▸ Page excerpt:
○ ○ ○ ○
13.9 Struct objects

A data structure is a variable–length block of memory referenced by machine words tagged as vectors; the first machine word of a structure is a reference to its structure type descriptor (STD), which is itself a data structure; the subsequent words, if any, are the fields of the structure. A block of memory is a data structure if and only if: a reference to it is tagged as vector and its first word is tagged as vector.

|----------------|----------| reference to structure
  heap pointer    vector tag

|----------------|----------| first word of structure
  heap pointer    vector tag    = reference to STD
                                = reference to structure

The whole memory block layout of a struct with 5 fields is as follows:

|-----|------|------|------|------|------|
  STD  field0 field1 field2 field3 field4

fields are indexed starting at zero.

The type descriptor of the type descriptors is the return value of base-rtd at the Scheme level and the structure referenced by the field base_rtd in the process control block (PCB). Such base type descriptor is built at Vicare’s startup.

The graph of references for a structure and its type descriptor is as follows:

     STD ref
    |-------|---------------| structure instance
        |
 ---<---
|
|    STD ref
 -->|-------|---------------| struct type descriptor
        |
 ---<---
|
|    STD ref
+-->|-------|---------------| base struct type descriptor
|       |
 ---<---

the struct–type descriptor of the base struct–type descriptor is the base type descriptor itself.

About R6RS records and their types:

• A R6RS record instance is a struct instance whose first word references its R6RS record–type descriptor (RTD).
• A R6RS record–type descriptor (RTD) is a struct instance of type <rtd>. The type <rtd> is defined at the Scheme level.
• A R6RS record–constructor descriptor (RCD) is a struct instance of type <rcd>. The type <rcd> is defined at the Scheme level.
○ ○ ○ ○
▸ Data section:
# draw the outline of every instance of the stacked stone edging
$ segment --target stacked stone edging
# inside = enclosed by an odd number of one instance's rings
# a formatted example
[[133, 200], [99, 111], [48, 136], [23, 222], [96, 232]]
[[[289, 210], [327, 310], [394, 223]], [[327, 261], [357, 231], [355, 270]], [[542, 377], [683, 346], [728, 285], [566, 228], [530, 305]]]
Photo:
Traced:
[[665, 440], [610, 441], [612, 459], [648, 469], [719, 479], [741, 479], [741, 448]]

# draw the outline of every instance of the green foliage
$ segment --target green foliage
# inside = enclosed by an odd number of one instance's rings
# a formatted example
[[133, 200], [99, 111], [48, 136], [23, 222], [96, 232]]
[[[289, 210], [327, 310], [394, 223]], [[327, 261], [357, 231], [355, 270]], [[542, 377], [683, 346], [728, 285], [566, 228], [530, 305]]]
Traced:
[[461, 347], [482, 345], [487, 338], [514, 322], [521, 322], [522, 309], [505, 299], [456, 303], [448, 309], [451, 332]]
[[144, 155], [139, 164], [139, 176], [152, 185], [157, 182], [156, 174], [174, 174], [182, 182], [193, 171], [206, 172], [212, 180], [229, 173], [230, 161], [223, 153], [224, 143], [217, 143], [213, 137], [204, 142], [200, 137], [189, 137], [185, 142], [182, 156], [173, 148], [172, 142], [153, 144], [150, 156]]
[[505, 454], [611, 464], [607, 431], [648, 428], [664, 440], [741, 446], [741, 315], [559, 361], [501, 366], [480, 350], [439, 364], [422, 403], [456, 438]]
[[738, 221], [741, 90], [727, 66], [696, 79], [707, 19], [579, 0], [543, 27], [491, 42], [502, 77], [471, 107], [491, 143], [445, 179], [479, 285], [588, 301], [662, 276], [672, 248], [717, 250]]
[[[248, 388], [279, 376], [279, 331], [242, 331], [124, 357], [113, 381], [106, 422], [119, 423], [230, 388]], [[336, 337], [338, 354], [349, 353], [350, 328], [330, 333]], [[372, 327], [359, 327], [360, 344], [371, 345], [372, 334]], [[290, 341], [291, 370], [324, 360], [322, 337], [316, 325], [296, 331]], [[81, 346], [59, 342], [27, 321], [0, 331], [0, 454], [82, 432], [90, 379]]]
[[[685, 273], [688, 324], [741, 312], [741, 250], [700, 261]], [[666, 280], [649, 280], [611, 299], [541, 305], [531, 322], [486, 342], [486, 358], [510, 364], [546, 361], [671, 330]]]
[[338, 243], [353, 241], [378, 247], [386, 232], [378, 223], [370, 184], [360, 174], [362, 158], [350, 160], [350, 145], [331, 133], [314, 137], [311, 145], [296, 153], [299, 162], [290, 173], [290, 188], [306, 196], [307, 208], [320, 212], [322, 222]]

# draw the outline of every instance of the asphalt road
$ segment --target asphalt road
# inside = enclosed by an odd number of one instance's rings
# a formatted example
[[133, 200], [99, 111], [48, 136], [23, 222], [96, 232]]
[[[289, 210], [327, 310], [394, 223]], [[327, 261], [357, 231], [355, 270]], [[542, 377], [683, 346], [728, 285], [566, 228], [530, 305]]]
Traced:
○ ○ ○ ○
List every abbreviation that the struct objects section above introduces in parentheses, with the full term it stands for.

- STD: structure type descriptor
- PCB: process control block
- RTD: R6RS record–type descriptor
- RCD: R6RS record–constructor descriptor